**EXERCISE AIM**
Below are entries; output exactly the lines from the one with "Scan for blue" to the one with "Scan for green", both included, and nothing else.

(Beginning of PROVIDED RECORDS)

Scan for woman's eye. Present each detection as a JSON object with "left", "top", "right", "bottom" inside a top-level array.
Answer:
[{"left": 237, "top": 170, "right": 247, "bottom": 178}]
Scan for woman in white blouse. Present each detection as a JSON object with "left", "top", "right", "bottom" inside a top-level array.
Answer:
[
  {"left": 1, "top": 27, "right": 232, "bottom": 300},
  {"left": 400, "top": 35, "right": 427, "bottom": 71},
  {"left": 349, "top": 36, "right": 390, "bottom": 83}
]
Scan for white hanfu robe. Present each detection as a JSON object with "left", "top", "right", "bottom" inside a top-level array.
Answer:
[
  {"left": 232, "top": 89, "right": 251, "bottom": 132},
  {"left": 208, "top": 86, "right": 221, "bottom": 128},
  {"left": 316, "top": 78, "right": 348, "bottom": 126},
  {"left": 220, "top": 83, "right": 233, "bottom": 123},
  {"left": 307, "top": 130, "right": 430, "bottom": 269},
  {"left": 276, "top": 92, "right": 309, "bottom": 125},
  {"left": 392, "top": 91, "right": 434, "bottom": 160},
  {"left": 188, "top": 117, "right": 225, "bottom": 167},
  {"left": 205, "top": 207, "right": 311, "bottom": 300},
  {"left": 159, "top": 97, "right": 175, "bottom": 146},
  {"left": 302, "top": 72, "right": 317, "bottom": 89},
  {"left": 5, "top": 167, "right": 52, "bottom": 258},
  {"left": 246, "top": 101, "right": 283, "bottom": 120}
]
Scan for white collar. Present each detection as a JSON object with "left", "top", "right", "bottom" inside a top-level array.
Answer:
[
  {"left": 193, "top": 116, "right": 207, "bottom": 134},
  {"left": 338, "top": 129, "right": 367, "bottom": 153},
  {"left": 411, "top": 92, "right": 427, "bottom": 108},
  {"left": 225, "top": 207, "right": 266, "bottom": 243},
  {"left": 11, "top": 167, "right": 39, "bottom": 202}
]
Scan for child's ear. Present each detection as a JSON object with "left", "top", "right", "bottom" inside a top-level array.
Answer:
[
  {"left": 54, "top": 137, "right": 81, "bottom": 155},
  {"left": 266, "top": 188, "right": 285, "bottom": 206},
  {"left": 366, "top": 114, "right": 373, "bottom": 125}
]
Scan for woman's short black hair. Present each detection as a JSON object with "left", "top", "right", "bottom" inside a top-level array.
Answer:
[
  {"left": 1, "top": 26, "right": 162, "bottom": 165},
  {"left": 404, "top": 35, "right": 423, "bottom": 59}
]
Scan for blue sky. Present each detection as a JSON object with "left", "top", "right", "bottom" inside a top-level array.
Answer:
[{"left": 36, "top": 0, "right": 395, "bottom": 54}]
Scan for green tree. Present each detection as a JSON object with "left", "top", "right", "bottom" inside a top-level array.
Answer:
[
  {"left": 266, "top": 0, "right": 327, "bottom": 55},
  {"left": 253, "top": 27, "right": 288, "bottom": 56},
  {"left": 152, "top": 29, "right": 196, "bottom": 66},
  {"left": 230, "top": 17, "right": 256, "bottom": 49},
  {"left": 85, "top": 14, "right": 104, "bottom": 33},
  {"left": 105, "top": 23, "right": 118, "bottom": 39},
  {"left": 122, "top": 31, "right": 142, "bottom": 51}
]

(End of PROVIDED RECORDS)

**OUTPUT OF THE TASK**
Scan for blue sky. Present each detection as a JSON object with "left", "top", "right", "bottom" inside a top-level array.
Answer:
[{"left": 36, "top": 0, "right": 395, "bottom": 54}]
Scan for green tree. Present each detection as a JSON object with "left", "top", "right", "bottom" inside a top-level array.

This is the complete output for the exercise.